Records of labeled points:
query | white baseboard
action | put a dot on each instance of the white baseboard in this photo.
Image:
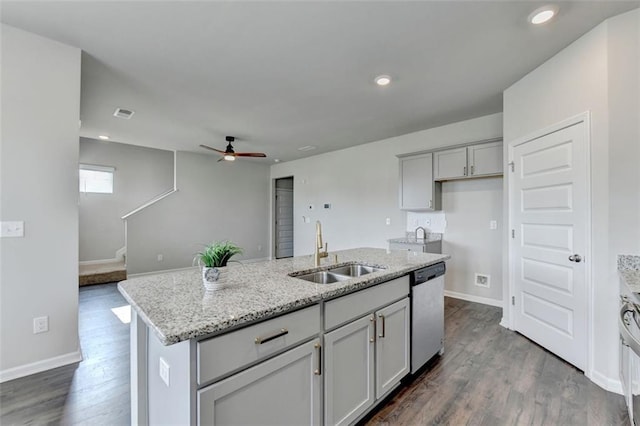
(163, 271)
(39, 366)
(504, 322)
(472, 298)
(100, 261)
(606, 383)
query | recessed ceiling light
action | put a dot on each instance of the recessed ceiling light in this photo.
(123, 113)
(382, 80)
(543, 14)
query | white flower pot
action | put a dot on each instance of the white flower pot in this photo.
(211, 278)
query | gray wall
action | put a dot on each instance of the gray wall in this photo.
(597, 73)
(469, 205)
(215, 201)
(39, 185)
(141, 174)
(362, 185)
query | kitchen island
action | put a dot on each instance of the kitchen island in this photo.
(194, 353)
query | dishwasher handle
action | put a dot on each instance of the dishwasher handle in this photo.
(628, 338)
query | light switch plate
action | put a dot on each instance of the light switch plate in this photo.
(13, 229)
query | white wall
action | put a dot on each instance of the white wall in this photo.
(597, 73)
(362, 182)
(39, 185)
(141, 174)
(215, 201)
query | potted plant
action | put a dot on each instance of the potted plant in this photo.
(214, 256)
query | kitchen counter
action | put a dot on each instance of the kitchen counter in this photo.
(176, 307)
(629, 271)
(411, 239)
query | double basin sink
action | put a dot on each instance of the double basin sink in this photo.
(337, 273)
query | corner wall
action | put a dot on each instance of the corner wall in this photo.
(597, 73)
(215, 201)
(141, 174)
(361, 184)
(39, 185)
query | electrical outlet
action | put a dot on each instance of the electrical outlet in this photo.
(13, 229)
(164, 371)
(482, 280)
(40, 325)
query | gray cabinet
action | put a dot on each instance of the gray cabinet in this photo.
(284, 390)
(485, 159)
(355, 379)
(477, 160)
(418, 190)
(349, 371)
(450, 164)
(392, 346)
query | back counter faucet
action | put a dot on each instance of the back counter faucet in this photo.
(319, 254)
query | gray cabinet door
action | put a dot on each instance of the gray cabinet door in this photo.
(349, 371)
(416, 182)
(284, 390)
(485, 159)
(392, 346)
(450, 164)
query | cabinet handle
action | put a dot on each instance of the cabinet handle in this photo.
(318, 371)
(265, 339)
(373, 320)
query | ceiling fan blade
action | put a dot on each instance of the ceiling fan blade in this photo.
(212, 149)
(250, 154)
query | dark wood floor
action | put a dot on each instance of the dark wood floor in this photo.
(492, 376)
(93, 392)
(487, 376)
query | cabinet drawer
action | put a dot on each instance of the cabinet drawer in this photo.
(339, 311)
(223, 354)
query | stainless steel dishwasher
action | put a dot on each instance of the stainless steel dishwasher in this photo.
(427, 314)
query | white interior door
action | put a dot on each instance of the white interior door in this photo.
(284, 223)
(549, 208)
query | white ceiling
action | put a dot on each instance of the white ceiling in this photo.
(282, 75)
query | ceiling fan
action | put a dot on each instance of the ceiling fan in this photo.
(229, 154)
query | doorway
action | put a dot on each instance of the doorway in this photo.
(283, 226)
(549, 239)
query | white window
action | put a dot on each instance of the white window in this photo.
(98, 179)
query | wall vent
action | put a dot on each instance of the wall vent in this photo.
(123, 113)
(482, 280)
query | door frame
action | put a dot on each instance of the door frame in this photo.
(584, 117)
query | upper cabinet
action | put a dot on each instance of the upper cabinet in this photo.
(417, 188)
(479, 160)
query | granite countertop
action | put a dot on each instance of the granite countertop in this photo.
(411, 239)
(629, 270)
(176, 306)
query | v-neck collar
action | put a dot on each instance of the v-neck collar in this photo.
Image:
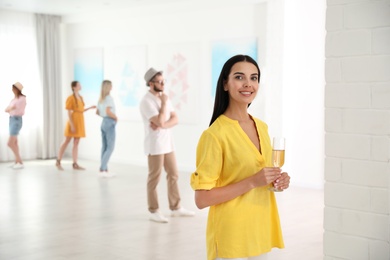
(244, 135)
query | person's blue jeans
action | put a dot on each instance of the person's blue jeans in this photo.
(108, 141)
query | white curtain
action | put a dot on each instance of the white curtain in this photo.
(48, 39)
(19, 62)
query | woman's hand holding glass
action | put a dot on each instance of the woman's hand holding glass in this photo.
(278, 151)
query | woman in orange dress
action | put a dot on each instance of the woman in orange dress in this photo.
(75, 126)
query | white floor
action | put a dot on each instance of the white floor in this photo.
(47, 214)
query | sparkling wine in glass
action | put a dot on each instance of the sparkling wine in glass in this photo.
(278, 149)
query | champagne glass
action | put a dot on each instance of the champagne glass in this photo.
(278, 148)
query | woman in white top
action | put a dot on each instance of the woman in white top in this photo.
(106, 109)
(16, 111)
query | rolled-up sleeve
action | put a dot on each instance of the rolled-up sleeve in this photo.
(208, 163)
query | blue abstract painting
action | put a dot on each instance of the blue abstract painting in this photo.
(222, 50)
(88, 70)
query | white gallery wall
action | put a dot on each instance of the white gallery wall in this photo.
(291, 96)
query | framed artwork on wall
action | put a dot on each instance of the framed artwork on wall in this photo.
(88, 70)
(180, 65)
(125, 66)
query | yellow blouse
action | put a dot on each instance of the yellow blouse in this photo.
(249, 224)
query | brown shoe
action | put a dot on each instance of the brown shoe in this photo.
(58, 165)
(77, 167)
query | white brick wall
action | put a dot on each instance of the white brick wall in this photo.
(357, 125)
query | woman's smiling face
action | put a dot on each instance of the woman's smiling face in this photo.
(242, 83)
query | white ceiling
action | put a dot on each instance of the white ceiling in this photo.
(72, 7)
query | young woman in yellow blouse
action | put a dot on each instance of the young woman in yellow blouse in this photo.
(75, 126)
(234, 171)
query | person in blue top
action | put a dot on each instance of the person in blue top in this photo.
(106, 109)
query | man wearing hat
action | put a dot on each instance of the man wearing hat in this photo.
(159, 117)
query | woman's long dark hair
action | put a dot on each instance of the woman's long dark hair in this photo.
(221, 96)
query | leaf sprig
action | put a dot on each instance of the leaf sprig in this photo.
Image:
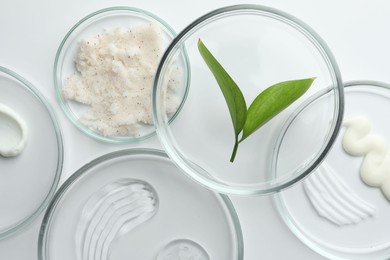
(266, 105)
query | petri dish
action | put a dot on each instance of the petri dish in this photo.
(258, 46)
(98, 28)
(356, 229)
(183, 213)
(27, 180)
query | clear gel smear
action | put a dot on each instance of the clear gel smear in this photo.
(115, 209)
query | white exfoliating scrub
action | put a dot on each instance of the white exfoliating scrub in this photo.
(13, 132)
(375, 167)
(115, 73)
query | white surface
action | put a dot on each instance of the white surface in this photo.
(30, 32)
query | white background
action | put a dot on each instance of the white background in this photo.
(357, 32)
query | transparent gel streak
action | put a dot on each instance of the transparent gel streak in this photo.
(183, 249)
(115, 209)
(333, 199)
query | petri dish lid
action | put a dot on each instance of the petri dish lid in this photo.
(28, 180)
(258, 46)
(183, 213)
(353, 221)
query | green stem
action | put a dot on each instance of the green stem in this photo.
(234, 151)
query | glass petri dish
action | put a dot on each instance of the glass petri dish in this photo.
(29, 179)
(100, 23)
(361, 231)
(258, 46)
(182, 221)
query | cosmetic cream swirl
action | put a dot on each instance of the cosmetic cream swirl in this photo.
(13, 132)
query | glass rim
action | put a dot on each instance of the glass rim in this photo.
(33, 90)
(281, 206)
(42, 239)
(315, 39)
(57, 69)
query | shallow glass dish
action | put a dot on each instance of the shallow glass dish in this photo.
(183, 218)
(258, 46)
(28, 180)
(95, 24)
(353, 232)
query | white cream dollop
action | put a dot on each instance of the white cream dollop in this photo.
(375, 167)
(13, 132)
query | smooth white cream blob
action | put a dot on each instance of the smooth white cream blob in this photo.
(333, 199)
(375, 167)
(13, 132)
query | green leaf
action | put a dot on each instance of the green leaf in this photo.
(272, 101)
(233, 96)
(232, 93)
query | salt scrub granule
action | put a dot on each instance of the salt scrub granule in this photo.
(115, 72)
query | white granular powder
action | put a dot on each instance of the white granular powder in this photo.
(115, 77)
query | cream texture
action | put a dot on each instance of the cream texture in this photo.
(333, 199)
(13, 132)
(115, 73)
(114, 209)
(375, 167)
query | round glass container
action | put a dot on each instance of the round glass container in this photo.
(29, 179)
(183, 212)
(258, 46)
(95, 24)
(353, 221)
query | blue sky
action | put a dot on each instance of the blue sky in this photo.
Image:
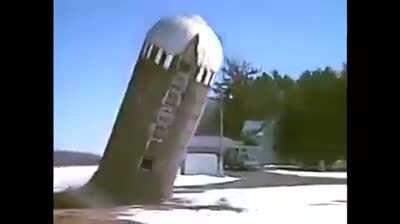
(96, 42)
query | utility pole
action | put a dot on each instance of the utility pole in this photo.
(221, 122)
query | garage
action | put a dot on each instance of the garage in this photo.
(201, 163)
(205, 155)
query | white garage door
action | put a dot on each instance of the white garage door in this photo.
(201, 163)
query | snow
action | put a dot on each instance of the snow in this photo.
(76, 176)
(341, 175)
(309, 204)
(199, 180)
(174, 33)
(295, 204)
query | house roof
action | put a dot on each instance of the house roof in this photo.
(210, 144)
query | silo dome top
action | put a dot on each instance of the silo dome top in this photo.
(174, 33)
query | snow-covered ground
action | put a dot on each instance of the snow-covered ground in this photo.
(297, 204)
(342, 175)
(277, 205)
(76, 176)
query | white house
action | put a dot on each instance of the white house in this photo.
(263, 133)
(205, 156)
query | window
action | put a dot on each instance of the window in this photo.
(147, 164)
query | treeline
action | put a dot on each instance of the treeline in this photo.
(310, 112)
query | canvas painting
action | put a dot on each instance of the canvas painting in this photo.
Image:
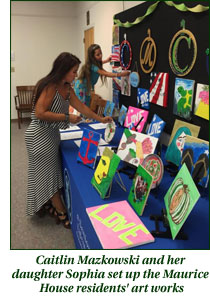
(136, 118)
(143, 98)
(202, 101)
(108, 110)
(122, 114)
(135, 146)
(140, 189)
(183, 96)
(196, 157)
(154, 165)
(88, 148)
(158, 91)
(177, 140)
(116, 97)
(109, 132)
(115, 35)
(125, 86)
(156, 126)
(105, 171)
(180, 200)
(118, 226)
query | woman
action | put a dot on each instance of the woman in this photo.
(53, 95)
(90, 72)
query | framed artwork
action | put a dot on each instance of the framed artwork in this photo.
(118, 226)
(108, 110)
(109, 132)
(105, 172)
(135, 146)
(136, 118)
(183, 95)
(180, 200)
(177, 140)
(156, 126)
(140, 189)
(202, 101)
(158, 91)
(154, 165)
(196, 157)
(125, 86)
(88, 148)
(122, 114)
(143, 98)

• [DIRECTIONS FOR THIS TASK]: In the data above, find the line containing "query | utility pole"; from there, please write out each line through the end, exactly, with the pictures omitted.

• [RESULT]:
query | utility pole
action | put a dot on each instance of the utility pole in this photo.
(221, 122)
query | garage
action | put a dot on each instance of the garage in this photo.
(201, 163)
(205, 155)
query | white garage door
action | put a dot on each instance of the white garage door in this photo.
(201, 163)
query | snow
action | put a dot on each instance of the snow in this photo.
(76, 176)
(341, 175)
(309, 204)
(199, 180)
(174, 33)
(295, 204)
query | house roof
action | put a dot on each instance of the house roof in this photo.
(210, 144)
query | silo dome top
action | put a dot on each instance of the silo dome top in this photo.
(174, 33)
query | snow-covered ground
action | put a dot on each instance of the snow-covered ground in this photo.
(297, 204)
(342, 175)
(277, 205)
(76, 176)
query | white house
action | put a dot on each instance of the white house in this photo.
(263, 133)
(205, 156)
query | window
action | put a dot on each instance of the window in this photo.
(147, 164)
query | treeline
action | put a dot on each instance of the treeline in this photo.
(310, 112)
query | canvas painting
action | put a dot on each instance of the canvas painting in this photo.
Image:
(136, 118)
(143, 98)
(202, 101)
(108, 110)
(122, 114)
(135, 146)
(140, 189)
(183, 96)
(196, 157)
(154, 165)
(88, 148)
(158, 91)
(177, 140)
(116, 97)
(109, 132)
(115, 35)
(125, 86)
(156, 126)
(105, 171)
(180, 200)
(118, 226)
query | woman
action | put a dot on each instance of the woman in this photo.
(53, 95)
(90, 72)
query | framed artwork
action | put a dot on each instance of the framed artwork in this photo.
(118, 226)
(108, 110)
(109, 132)
(105, 172)
(135, 146)
(136, 118)
(183, 95)
(180, 200)
(177, 140)
(156, 126)
(140, 189)
(202, 101)
(158, 91)
(154, 165)
(196, 157)
(125, 86)
(88, 148)
(122, 114)
(143, 98)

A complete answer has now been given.